Natural language region descriptions:
..........
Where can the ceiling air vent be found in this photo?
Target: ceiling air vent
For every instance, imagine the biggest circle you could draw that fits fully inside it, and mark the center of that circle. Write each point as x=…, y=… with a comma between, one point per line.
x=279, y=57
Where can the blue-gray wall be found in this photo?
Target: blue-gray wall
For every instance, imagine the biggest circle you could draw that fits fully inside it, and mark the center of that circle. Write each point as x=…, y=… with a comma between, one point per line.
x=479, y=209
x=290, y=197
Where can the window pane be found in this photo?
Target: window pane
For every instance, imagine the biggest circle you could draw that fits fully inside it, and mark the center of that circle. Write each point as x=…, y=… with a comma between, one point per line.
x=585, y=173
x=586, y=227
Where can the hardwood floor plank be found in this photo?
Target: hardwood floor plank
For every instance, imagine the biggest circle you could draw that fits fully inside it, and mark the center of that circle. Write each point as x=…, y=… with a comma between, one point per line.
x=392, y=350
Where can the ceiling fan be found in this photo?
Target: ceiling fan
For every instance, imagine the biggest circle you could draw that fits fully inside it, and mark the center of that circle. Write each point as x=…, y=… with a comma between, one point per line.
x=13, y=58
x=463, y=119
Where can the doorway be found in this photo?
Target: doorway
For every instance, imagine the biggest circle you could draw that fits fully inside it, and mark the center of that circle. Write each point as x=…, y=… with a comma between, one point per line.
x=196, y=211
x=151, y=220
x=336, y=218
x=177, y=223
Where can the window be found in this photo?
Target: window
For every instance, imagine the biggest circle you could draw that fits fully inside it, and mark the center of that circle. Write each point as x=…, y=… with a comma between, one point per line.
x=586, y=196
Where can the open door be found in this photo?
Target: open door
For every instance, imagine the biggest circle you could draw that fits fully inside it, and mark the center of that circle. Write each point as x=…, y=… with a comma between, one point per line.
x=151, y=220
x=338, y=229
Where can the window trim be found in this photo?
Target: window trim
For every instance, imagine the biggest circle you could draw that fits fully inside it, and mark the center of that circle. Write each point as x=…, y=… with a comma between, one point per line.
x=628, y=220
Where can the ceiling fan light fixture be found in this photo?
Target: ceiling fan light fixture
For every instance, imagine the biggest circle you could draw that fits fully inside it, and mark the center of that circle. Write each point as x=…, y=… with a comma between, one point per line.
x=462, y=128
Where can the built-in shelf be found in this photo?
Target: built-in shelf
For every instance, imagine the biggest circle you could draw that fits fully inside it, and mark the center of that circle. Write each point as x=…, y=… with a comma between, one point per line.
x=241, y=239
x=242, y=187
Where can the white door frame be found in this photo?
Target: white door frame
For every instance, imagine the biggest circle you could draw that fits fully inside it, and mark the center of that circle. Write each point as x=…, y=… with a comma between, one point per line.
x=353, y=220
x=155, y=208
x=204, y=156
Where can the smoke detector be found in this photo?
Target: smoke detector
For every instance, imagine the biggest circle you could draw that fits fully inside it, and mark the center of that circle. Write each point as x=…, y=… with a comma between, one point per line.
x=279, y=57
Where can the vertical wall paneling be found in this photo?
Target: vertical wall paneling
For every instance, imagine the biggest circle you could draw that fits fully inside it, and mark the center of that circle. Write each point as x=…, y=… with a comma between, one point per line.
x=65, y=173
..........
What you will do:
Reproduce exactly the lines from the one containing "Target: vertical wall paneling" through the last line of the records, both included, and nothing else.

Response to this task:
Target: vertical wall paneling
For every instance, imagine the biggest circle you could draw that fits fully inside it, and mark the center of that circle. Write each point as x=…, y=… with a comma between, one point per line.
x=65, y=173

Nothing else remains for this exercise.